BEGIN Record excerpts

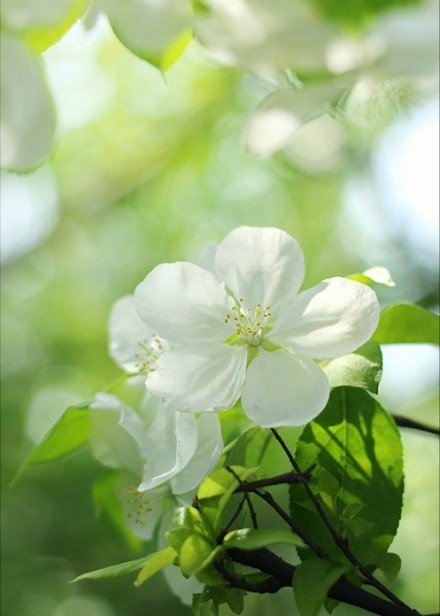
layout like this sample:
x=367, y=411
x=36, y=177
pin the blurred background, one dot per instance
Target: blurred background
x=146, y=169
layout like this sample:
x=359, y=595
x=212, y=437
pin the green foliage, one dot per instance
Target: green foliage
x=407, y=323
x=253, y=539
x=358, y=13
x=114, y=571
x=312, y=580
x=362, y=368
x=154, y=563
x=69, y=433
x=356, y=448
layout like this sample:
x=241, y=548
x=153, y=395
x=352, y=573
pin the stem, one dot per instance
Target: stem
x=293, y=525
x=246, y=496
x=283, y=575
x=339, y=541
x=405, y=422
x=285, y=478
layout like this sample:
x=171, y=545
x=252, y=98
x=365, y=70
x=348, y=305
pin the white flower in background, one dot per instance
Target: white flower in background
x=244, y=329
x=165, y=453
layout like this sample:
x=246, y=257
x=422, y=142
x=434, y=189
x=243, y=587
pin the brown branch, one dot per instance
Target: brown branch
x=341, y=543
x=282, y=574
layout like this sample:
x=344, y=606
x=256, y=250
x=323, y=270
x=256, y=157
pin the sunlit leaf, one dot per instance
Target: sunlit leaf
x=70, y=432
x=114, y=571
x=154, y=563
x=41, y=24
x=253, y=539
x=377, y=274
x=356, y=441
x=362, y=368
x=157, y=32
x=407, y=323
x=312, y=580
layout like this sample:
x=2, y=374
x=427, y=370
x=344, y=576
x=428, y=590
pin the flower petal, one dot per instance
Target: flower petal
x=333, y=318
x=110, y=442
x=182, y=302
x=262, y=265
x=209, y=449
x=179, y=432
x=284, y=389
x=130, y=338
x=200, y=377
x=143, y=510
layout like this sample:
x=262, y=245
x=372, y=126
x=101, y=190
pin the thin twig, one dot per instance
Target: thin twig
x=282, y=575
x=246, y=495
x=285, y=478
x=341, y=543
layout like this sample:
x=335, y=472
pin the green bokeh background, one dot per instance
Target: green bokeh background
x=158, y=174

END Record excerpts
BEGIN Record excerpts

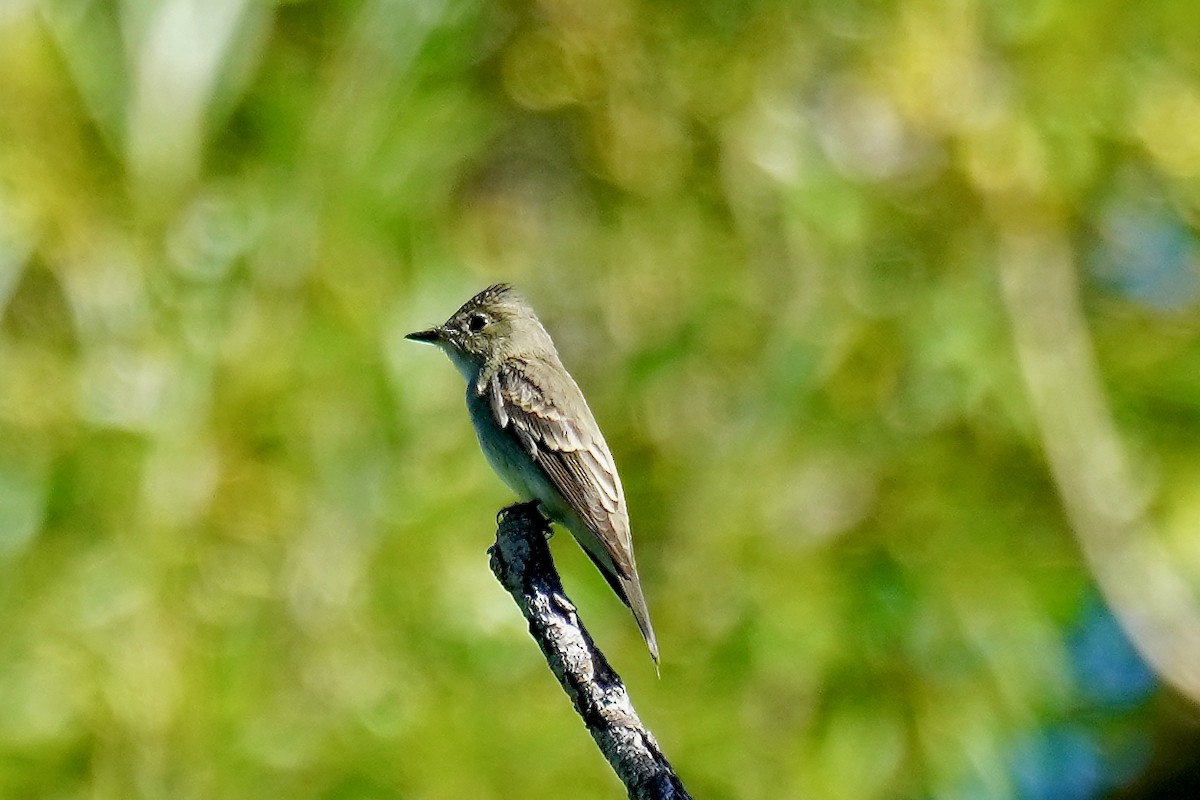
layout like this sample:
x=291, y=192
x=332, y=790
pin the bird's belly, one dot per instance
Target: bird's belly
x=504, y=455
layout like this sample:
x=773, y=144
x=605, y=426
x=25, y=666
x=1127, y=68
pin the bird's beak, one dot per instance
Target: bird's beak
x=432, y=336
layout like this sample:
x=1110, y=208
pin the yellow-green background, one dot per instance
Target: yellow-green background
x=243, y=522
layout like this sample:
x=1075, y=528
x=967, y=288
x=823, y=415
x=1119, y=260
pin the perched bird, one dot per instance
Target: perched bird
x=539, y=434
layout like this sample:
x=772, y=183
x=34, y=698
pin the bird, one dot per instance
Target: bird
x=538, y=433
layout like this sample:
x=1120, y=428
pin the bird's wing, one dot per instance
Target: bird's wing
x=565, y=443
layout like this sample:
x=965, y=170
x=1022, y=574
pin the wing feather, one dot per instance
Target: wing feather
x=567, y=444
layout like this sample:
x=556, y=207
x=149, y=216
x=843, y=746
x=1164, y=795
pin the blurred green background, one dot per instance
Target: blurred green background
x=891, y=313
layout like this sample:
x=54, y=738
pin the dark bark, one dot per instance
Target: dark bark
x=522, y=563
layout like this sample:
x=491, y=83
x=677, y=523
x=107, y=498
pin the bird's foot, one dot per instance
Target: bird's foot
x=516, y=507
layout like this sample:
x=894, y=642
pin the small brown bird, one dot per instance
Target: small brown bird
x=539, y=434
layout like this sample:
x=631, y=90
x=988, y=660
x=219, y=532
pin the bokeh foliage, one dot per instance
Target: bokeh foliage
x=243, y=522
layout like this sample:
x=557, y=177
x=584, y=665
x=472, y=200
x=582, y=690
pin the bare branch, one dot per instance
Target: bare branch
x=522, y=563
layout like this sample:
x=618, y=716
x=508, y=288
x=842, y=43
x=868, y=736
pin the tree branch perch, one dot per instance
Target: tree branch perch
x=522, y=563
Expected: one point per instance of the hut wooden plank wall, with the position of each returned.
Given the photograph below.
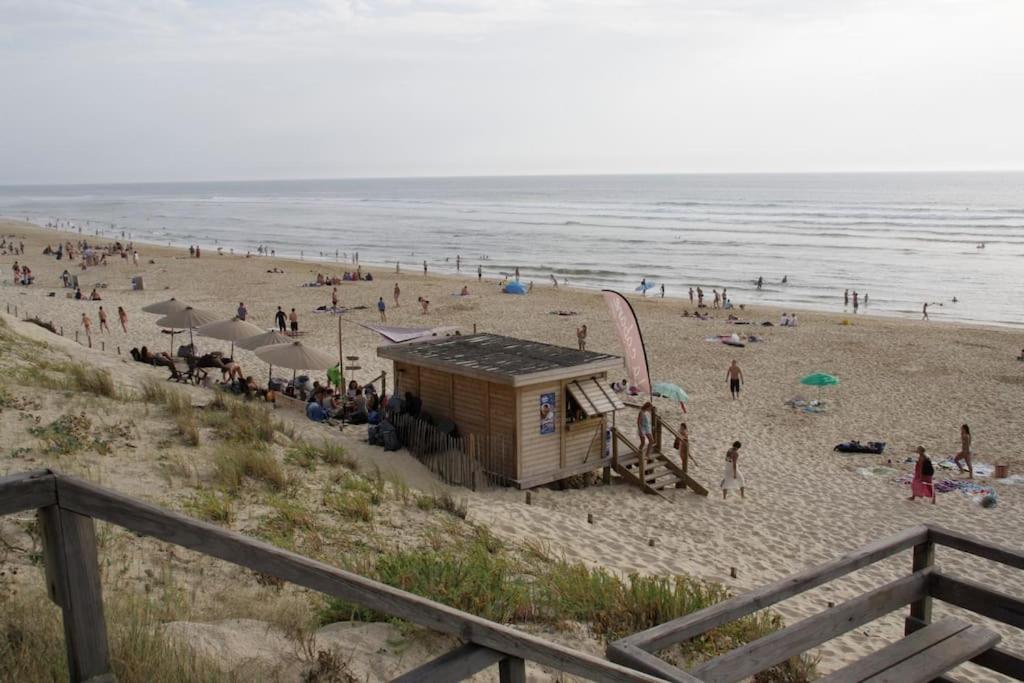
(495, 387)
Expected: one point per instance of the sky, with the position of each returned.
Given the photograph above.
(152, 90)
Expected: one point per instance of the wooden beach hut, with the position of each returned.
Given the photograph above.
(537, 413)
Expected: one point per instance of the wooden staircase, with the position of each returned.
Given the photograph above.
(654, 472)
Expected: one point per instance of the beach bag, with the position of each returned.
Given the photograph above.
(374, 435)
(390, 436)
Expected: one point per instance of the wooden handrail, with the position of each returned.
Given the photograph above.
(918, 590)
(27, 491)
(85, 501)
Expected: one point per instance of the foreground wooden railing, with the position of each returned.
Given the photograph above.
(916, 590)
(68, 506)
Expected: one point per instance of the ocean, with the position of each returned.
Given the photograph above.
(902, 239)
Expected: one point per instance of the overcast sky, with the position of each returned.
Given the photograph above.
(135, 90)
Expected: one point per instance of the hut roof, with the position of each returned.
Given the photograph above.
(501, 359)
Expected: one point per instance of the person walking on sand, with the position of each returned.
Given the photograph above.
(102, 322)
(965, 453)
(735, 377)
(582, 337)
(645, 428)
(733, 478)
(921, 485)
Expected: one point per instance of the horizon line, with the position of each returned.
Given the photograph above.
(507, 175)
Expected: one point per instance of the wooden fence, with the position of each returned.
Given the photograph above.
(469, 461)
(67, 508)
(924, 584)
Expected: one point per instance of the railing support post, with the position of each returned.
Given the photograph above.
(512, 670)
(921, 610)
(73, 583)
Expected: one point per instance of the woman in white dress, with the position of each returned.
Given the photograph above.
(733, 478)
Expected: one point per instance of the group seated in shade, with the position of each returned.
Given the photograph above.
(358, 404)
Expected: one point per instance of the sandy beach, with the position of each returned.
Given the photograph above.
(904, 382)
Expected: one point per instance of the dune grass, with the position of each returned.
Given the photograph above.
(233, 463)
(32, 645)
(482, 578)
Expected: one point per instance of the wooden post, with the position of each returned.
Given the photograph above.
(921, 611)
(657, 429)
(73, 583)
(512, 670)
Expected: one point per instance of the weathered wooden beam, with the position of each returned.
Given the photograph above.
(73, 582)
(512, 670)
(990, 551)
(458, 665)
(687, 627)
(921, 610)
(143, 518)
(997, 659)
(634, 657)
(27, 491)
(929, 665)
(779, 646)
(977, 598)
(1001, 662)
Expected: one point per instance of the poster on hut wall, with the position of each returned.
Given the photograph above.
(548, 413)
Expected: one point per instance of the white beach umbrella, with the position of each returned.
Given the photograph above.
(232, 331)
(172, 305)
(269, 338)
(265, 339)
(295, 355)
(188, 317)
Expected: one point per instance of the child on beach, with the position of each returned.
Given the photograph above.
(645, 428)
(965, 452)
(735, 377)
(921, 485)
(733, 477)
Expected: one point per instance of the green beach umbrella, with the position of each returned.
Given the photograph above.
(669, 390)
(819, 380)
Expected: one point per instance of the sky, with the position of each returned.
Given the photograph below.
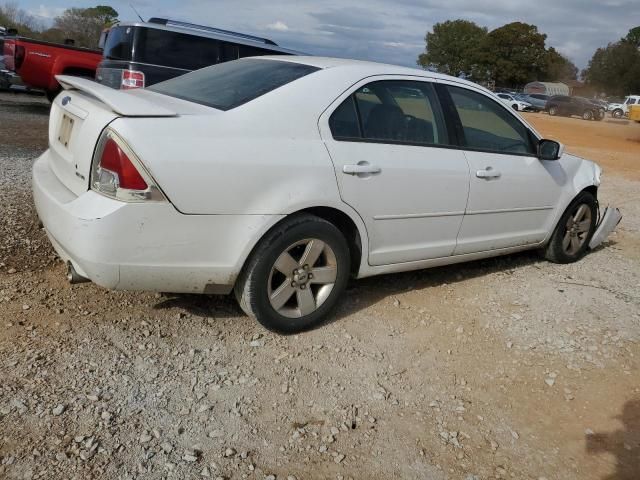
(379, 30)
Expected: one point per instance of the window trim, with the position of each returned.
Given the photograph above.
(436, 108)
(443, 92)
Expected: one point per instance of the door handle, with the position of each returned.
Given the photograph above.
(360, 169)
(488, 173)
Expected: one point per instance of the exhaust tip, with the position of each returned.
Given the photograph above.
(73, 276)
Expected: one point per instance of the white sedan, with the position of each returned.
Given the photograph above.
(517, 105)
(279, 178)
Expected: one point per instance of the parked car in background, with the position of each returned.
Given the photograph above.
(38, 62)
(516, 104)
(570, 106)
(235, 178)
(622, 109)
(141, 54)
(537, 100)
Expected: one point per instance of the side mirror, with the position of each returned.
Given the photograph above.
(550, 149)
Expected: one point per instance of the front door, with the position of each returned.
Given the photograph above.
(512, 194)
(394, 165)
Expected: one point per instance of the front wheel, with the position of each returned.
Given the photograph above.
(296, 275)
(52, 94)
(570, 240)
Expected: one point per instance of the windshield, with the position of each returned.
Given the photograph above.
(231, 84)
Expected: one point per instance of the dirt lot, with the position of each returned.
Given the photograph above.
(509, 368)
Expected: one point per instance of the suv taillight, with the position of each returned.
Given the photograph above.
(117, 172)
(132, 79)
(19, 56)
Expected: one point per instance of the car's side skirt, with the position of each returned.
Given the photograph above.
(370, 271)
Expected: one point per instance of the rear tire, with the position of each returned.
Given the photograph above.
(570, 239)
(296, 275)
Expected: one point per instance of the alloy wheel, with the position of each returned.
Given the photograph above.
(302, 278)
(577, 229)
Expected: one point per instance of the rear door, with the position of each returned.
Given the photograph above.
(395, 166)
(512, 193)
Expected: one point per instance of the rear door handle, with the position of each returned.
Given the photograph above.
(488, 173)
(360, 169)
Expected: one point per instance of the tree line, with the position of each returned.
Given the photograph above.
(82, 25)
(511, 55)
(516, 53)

END Record excerpts

What you have to do: If a line in the data above contains "handle", return that line.

Response:
Expected: one point per instance of the door handle, with the position of each returned.
Expected: one point per instance of the rear door handle, with the position of each returned.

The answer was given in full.